— Start Text section —

Magic: The Gathering

By Diana Frantz
Variety Editor

Friday, October 10, 2003

The game has been called “cardboard crack” and “Magic: The Addiction.” Its players have been labeled geeks or worse, freaks. The world of “Magic: The Gathering” has remained an obscure, unexplored subculture for many, even for those at St. Olaf where an unofficial Magic club meets every Saturday at 2 p.m. in the Mellby lounge.

What Magic is

Introduced in 1993 by a tiny Washington state company called Wizards of the Coast, Magic, an innovative new card game, quickly achieved international success. Ten years later Wizards of the Coast and Magic: The Gathering are still going strong with three new “expansion sets” of the cards released every year and even a recently developed Magic computer game on the market.

Magic is a card game set in the fantastic alternate universe of Dominia. The players become wizards, who use “land,” “creature,” “artifact,” “sorcery,” “instant” and “enchantment” cards to defeat opponents. Chris Stagno ’07 offered this description of the game; “It is kind of a cross between chess and poker where every card changes the rules.”

The illustrations on each card make the game unique. Countless artists have provided illustrations for the cards, their name appearing on the bottom of each card. Magic players often have a favorite artist whose work they particularly admire.

What Magic is not

Joel Nerenberg ’04, St. Olaf Magic Club president, said, “people often mistake Magic for the role-playing game Dungeons and Dragons, but Magic is not a role-playing game.” Members of the St. Olaf Magic Club emphasized that Magic, unlike role-playing, is not acting. Magic is ultimately a game of strategy and probability. And a little luck doesn’t hurt either.

Magic at St. Olaf

Nerenberg started the Magic club after identifying the demand for a unified Magic community on campus. For years, pockets of students have met in residence hall lounges for informal games.

The St. Olaf Magic community has even developed its own legend and lore. According to Noel Helgesen ’04, “There is a rumor that the group in Ytterboe passes down a huge collection of cards from year to year.” Iain Anderson ’04 and Jake Huseby ’04, two Ytterboe residents who play Magic, however, said that the Ytterboe Magic collection is no more than a myth.

The St. Olaf Magic club is definitely open to players new to Magic or those returning to the game after a long hiatus. Ten new players have joined the club this year. Phil Johnson ’06, a first-timer in the St. Olaf club, reported that he hadn’t played Magic since he was 16; his interest was rekindled when he saw the club playing Magic in the Mellby lounge a few weeks ago. The Magic clubbers are always willing to teach those who have never played or have forgotten how to play the game. They will always offer to lend “newbies” a deck of cards.

Nerenberg’s current goals are to bring together the various residence hall Magic groups and receive the funding necessary to become an official campus organization. Club member Weldon Green ’04 mentioned that funding may allow the club to participate in Minneapolis Magic tournaments. The club needs to buy newer cards, however, in order to participate in major tournaments.

— End Text section —
— Start Given records —

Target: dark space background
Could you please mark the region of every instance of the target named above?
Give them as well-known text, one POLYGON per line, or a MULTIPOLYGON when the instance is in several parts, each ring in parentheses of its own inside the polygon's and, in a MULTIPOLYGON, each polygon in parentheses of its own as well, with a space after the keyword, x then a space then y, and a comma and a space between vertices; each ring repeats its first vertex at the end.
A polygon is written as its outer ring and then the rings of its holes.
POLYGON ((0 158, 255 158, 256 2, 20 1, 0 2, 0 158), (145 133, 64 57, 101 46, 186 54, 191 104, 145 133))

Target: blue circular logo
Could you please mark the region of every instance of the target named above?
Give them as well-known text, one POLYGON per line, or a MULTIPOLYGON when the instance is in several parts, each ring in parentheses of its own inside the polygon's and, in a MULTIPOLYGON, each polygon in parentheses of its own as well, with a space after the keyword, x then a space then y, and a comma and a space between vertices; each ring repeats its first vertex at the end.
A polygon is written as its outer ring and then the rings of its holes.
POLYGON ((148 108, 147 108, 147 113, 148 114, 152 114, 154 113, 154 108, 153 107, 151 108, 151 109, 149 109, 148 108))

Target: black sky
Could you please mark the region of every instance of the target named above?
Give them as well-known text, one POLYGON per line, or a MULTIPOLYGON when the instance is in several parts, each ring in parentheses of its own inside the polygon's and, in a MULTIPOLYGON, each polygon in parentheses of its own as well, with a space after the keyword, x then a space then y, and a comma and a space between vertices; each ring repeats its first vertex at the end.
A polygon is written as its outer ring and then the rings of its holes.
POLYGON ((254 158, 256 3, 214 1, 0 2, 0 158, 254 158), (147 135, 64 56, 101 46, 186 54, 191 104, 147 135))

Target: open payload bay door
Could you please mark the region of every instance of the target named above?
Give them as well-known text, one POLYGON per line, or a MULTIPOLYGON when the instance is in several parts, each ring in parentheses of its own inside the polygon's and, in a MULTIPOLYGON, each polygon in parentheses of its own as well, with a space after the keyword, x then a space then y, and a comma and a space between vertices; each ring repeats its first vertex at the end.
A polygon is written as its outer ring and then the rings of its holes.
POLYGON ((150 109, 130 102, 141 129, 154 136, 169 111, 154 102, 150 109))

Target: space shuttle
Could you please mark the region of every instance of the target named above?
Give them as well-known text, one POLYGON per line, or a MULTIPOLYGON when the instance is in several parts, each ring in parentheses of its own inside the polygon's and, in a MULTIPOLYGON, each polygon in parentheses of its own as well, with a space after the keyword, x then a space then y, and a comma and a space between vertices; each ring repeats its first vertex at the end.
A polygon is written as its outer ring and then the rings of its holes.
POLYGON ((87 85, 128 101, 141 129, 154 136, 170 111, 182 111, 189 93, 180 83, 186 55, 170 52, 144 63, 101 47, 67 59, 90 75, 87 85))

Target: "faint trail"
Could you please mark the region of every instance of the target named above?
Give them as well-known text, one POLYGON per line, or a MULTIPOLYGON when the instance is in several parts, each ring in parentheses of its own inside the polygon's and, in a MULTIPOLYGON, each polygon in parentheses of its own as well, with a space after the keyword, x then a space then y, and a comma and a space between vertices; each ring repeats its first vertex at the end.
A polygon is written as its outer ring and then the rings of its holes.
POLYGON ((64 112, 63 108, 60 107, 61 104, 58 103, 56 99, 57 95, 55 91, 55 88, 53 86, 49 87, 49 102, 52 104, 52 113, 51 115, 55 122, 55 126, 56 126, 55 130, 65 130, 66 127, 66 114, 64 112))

— End Given records —
— Start Given records —

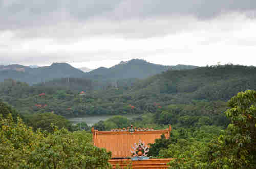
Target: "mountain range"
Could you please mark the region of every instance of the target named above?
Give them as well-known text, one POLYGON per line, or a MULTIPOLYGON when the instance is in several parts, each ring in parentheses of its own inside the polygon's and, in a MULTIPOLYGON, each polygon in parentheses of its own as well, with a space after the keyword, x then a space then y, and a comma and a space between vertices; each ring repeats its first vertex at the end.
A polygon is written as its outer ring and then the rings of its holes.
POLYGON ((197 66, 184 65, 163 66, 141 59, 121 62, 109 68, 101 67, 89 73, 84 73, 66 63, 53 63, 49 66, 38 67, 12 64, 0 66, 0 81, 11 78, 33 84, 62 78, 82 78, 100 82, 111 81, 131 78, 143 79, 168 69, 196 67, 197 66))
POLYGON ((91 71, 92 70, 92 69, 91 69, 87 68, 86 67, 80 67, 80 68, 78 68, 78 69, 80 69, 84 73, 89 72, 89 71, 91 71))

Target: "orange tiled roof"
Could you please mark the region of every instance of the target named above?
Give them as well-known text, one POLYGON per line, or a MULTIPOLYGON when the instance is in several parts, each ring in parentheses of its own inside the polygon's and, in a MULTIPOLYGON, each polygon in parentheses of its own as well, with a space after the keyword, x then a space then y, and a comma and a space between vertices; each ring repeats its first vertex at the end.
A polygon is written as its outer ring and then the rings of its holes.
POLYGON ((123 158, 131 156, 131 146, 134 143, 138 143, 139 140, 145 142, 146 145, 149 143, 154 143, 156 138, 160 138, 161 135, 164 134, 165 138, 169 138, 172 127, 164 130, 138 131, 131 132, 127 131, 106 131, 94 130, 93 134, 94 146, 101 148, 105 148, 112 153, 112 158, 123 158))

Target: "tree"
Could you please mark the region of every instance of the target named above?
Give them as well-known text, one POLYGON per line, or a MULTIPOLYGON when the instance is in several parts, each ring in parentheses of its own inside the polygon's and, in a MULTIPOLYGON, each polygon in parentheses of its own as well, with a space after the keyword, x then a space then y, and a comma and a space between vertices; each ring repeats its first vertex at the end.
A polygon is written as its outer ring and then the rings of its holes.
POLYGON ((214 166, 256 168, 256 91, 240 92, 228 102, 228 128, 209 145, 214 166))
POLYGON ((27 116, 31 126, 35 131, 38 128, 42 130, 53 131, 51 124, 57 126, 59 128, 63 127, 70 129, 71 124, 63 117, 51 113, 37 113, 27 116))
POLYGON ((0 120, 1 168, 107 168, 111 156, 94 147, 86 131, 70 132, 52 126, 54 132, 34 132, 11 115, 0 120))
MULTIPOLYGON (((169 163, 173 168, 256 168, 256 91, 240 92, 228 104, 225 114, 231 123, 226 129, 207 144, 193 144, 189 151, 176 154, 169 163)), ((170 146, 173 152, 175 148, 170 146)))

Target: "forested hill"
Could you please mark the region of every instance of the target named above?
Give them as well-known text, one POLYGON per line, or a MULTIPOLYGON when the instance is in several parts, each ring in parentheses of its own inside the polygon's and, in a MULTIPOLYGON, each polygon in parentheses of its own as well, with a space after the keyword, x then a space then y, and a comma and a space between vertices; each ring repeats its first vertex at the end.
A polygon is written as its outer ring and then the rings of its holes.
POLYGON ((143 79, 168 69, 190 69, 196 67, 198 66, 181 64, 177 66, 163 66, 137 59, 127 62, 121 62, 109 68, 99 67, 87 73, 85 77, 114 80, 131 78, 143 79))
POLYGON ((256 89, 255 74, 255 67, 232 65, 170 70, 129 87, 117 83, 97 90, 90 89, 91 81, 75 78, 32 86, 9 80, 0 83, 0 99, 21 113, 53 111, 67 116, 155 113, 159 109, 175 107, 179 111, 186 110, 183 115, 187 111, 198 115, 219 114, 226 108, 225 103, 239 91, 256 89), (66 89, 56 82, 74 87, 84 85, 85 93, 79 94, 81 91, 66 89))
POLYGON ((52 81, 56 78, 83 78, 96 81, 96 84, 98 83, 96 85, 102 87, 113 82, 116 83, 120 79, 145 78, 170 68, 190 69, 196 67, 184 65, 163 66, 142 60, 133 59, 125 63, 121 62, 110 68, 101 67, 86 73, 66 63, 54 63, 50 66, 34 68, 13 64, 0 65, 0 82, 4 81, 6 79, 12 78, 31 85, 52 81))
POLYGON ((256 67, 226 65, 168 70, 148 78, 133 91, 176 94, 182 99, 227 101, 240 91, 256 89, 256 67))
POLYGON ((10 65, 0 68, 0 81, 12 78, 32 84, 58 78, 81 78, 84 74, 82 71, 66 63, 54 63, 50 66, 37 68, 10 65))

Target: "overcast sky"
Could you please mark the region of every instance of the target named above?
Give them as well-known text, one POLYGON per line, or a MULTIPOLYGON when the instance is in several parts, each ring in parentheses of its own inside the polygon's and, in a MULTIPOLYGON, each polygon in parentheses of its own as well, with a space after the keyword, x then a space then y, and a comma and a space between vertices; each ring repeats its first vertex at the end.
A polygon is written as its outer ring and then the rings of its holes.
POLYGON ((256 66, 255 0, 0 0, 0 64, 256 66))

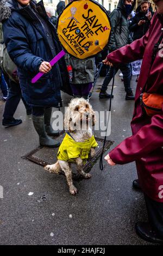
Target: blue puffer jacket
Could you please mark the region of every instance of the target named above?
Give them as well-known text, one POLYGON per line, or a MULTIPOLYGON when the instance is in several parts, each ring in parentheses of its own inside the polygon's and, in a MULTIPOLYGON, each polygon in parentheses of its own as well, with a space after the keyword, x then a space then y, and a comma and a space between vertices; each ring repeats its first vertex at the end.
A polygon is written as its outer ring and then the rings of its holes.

— End Given records —
— Start Given records —

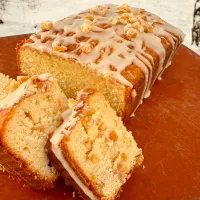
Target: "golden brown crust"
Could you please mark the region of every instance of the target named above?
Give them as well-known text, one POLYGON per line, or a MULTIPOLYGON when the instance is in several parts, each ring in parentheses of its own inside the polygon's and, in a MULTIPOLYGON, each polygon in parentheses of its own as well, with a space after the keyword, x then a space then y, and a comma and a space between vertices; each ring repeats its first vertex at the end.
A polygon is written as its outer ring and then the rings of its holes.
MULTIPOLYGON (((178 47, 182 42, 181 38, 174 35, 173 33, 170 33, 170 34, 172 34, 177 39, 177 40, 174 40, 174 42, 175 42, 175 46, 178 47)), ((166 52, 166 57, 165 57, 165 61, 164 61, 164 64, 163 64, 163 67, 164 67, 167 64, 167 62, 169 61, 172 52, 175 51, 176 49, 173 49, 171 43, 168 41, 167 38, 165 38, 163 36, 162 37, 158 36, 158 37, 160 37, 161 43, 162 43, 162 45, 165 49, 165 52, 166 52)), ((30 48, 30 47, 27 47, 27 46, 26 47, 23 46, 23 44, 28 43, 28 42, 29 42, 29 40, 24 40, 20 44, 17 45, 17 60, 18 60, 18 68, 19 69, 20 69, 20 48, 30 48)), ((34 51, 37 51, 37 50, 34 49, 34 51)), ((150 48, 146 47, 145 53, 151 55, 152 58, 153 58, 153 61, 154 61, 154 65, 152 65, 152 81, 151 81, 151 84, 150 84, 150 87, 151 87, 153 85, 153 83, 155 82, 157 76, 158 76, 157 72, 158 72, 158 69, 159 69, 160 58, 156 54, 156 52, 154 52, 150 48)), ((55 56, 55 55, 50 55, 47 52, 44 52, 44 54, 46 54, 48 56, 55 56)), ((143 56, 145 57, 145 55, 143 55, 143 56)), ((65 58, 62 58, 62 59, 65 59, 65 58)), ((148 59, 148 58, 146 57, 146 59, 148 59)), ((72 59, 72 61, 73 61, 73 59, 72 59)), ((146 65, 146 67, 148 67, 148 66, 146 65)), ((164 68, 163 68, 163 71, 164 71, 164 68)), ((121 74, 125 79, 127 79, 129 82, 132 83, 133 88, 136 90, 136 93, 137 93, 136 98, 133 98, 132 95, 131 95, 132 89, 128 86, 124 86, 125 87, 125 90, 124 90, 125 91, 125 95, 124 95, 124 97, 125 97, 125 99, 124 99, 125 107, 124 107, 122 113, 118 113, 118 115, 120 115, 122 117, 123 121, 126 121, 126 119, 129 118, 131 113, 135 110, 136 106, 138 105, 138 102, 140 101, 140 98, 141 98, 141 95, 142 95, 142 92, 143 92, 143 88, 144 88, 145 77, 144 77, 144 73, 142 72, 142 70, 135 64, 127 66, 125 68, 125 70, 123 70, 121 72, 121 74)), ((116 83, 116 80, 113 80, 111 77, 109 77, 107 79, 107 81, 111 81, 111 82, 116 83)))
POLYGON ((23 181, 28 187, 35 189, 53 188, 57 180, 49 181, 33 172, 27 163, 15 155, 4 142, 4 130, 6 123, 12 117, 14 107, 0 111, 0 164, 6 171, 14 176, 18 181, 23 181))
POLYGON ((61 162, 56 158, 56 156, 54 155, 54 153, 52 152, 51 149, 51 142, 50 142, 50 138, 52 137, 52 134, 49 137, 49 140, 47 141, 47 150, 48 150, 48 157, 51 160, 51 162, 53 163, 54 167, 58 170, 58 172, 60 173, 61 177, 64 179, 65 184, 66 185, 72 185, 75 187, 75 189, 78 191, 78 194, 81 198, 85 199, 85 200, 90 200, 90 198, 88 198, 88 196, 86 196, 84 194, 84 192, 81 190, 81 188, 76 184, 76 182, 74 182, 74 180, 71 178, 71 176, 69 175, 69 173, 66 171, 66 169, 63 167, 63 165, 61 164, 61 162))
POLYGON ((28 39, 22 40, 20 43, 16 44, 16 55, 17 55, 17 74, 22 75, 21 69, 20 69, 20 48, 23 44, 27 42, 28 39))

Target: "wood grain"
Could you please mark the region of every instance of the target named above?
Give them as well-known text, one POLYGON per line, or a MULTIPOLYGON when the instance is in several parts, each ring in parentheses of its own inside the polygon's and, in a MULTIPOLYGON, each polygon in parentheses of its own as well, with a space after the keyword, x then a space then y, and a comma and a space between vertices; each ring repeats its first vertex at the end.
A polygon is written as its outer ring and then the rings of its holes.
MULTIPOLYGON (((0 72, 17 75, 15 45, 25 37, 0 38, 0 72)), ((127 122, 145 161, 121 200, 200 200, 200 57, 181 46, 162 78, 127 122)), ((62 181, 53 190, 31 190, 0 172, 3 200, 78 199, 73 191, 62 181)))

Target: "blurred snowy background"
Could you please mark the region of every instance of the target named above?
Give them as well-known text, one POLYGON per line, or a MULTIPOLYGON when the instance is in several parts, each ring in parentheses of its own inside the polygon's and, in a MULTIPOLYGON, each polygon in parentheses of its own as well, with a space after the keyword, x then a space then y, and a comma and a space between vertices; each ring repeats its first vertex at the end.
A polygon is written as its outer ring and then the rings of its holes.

— End Given records —

Work to be completed
Please answer from the article on Magic: The Gathering: when and where does the unofficial Magic club at St. Olaf meet?

Solution to this problem
Every Saturday at 2 p.m. in the Mellby lounge.